═══ DATA PROVIDED

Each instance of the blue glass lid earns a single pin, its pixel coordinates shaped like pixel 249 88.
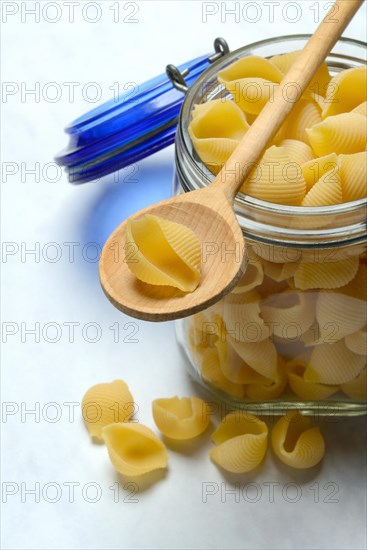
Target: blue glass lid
pixel 138 123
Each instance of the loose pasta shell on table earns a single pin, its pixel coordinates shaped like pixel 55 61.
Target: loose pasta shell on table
pixel 270 389
pixel 134 449
pixel 333 364
pixel 276 179
pixel 295 443
pixel 353 175
pixel 309 391
pixel 361 109
pixel 326 191
pixel 326 274
pixel 357 342
pixel 298 151
pixel 314 169
pixel 181 418
pixel 319 81
pixel 241 441
pixel 105 404
pixel 341 134
pixel 357 388
pixel 242 317
pixel 210 370
pixel 344 313
pixel 260 356
pixel 167 253
pixel 289 308
pixel 345 91
pixel 216 129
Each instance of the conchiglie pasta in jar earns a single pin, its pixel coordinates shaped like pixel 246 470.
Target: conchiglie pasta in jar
pixel 292 333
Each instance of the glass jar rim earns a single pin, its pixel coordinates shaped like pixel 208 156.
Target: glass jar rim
pixel 202 176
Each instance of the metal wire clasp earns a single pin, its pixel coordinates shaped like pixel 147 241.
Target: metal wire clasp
pixel 178 78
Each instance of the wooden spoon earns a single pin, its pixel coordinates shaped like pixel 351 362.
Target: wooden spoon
pixel 209 211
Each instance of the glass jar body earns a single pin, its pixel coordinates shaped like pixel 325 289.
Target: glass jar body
pixel 292 334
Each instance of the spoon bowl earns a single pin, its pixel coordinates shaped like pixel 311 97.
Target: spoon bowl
pixel 222 259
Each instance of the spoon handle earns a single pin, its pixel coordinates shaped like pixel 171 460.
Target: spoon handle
pixel 293 85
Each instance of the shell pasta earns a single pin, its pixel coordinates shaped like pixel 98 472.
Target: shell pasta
pixel 294 327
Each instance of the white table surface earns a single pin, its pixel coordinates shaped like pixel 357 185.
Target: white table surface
pixel 189 507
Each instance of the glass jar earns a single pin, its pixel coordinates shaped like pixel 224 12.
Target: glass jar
pixel 292 334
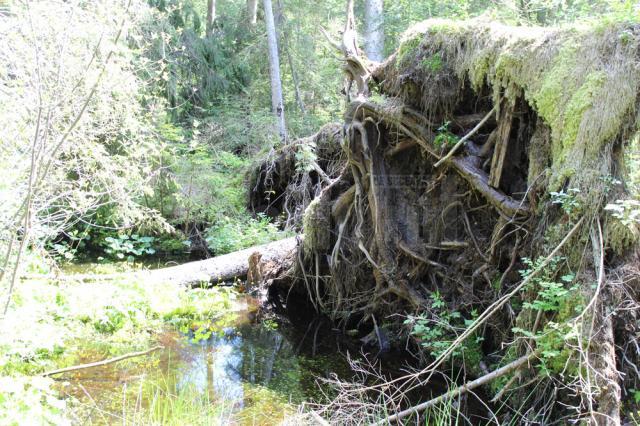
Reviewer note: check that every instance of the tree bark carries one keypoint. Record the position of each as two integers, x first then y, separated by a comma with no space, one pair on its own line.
274,69
285,40
211,16
374,29
252,12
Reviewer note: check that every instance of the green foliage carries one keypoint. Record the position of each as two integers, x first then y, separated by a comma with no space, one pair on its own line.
627,212
128,246
433,63
568,201
31,400
558,338
228,235
439,329
444,139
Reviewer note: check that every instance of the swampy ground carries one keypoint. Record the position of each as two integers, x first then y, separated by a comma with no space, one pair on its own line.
222,361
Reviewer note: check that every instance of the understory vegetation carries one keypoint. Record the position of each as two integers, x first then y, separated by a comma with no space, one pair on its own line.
472,203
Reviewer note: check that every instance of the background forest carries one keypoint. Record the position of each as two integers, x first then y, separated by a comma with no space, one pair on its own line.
130,128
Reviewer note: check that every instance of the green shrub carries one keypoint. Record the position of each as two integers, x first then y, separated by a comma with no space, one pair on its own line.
229,235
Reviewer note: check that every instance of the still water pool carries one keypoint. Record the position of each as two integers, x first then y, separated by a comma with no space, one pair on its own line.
236,368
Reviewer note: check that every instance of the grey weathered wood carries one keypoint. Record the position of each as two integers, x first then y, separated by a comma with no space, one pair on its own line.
374,30
221,268
277,103
502,144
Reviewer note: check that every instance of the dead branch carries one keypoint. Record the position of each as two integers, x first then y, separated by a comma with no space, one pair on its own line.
515,365
101,363
465,138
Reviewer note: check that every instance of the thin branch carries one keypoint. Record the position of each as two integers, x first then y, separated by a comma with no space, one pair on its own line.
101,363
466,137
462,389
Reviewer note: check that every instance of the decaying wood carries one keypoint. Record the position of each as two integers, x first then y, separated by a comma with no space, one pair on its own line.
467,167
481,381
502,144
101,363
218,269
465,138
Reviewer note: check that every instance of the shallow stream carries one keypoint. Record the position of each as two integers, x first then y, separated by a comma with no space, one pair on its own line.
241,370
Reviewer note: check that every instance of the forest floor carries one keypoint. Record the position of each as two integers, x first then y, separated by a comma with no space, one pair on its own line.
208,356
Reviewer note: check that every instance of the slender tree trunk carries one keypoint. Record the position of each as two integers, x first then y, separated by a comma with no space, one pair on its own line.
274,69
285,40
211,16
374,29
252,12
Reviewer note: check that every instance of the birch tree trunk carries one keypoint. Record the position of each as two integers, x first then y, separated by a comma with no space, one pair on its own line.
374,29
274,69
211,16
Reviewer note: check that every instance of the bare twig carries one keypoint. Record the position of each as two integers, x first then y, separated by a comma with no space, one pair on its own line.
101,363
462,389
465,138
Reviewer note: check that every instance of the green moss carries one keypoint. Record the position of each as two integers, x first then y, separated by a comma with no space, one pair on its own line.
433,63
580,102
407,50
548,99
316,225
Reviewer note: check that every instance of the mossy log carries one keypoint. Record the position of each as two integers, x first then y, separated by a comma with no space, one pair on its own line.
392,230
225,268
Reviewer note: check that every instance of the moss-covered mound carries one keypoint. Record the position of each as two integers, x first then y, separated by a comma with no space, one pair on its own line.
473,197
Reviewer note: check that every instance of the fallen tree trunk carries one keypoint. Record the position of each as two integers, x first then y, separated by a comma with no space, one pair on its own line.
215,270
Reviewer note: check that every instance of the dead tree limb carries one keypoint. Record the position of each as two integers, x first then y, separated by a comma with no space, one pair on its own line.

══════

= STATED GOAL =
Copy the rows above word for word, between the lines holding "Each instance of the spoon bowl" and "pixel 294 327", inclusive.

= FINAL ANSWER =
Each instance of the spoon bowl earns a single pin, its pixel coordinates shaped like pixel 311 97.
Target: spoon bowl
pixel 222 259
Each instance of the spoon handle earns a single pin, its pixel coordinates shaped like pixel 171 460.
Target: spoon handle
pixel 293 85
Each instance of the shell pasta earns a single pin, its pixel coordinates shaped like pixel 98 472.
Target: shell pasta
pixel 294 327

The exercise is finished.